* Supplied passage *
--*--
When using cfs_b and meeting with some throttled periods, users shall
use burst buffer to allow bursty workloads. Apart from configuring some
burst buffer and watch whether throttled periods disappears, some
statistics on burst buffer using are also helpful. Thus expose the
following statistics into cpu.stat file:

nr_burst:   number of periods bandwidth burst occurs
burst_time: cumulative wall-time that any cpus has
	    used above quota in respective periods

Co-developed-by: Shanpei Chen <shanpeic@linux.alibaba.com>
Signed-off-by: Shanpei Chen <shanpeic@linux.alibaba.com>
Signed-off-by: Huaixin Chang <changhuaixin@linux.alibaba.com>
---
 kernel/sched/core.c  | 14 +++++++++++---
 kernel/sched/fair.c  | 13 ++++++++++++-
 kernel/sched/sched.h |  3 +++
 3 files changed, 26 insertions(+), 4 deletions(-)
--*--
* Material supplied *
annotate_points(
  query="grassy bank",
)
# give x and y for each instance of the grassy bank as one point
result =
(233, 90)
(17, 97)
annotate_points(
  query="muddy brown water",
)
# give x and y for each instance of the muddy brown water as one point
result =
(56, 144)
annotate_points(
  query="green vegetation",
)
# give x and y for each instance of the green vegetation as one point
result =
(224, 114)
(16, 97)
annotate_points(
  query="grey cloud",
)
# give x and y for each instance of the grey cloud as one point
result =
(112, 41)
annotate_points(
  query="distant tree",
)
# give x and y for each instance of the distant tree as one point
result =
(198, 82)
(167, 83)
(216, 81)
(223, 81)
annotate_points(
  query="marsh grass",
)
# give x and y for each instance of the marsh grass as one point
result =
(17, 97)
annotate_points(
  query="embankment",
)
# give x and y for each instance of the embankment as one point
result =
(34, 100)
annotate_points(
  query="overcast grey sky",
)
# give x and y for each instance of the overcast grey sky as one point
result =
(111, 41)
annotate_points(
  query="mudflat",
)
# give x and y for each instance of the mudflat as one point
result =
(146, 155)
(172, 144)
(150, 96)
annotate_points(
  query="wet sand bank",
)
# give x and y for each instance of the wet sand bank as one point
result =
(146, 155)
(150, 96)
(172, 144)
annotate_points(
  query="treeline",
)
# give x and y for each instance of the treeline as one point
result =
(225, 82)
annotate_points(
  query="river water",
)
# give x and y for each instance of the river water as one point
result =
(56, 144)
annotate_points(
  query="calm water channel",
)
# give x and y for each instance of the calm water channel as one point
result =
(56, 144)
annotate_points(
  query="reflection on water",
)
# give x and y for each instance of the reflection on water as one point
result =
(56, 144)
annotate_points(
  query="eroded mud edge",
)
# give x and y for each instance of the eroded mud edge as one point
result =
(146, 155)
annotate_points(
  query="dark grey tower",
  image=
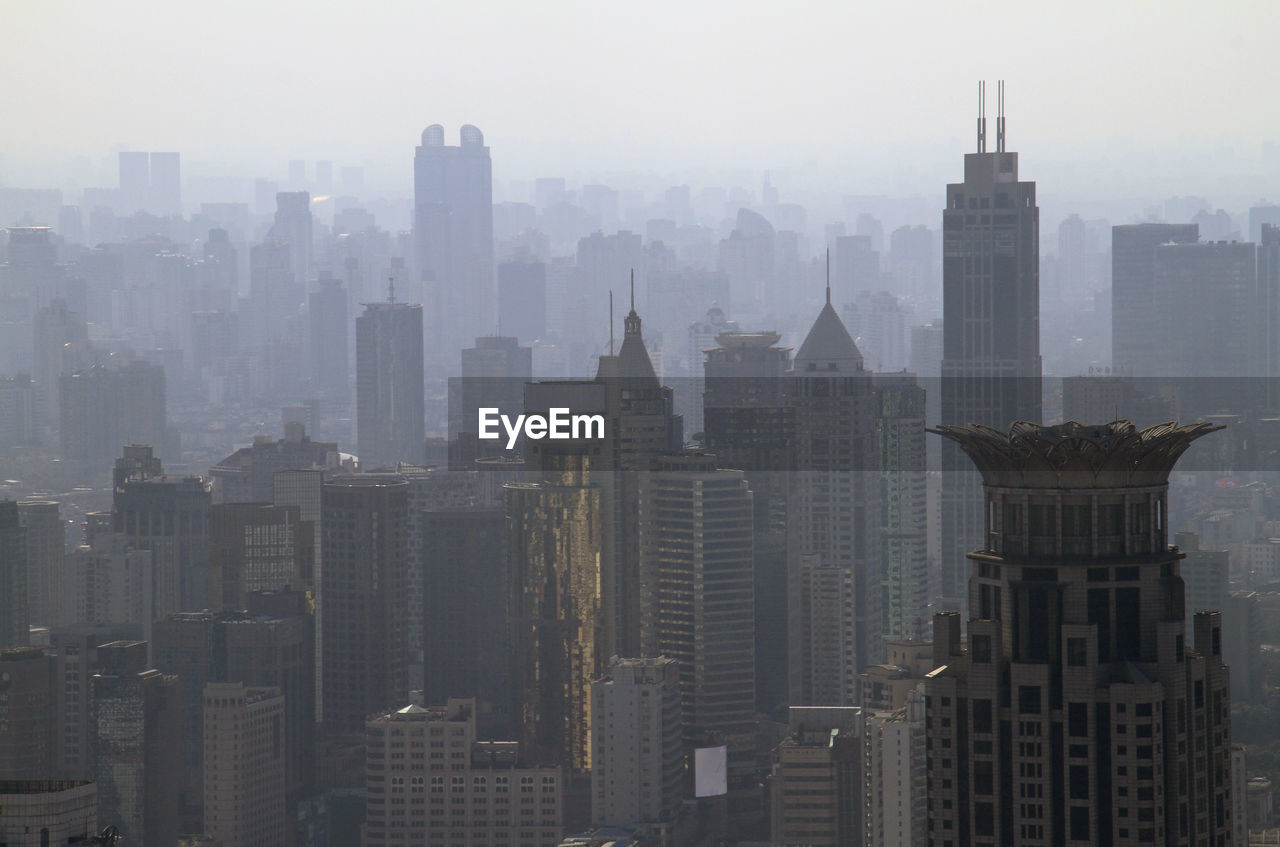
--*--
* Task to complete *
Retype the patch description between "Co-developed-by: Shanpei Chen" and "insertions(+), 4 deletions(-)", inclusive. The material that accompanies the patch description was drawn from an unrelated source.

* Correct output *
Co-developed-by: Shanpei Chen <shanpeic@linux.alibaba.com>
Signed-off-by: Shanpei Chen <shanpeic@linux.alibaba.com>
Signed-off-by: Huaixin Chang <changhuaixin@linux.alibaba.com>
---
 kernel/sched/core.c  | 14 +++++++++++---
 kernel/sched/fair.c  | 13 ++++++++++++-
 kernel/sched/sched.h |  3 +++
 3 files changed, 26 insertions(+), 4 deletions(-)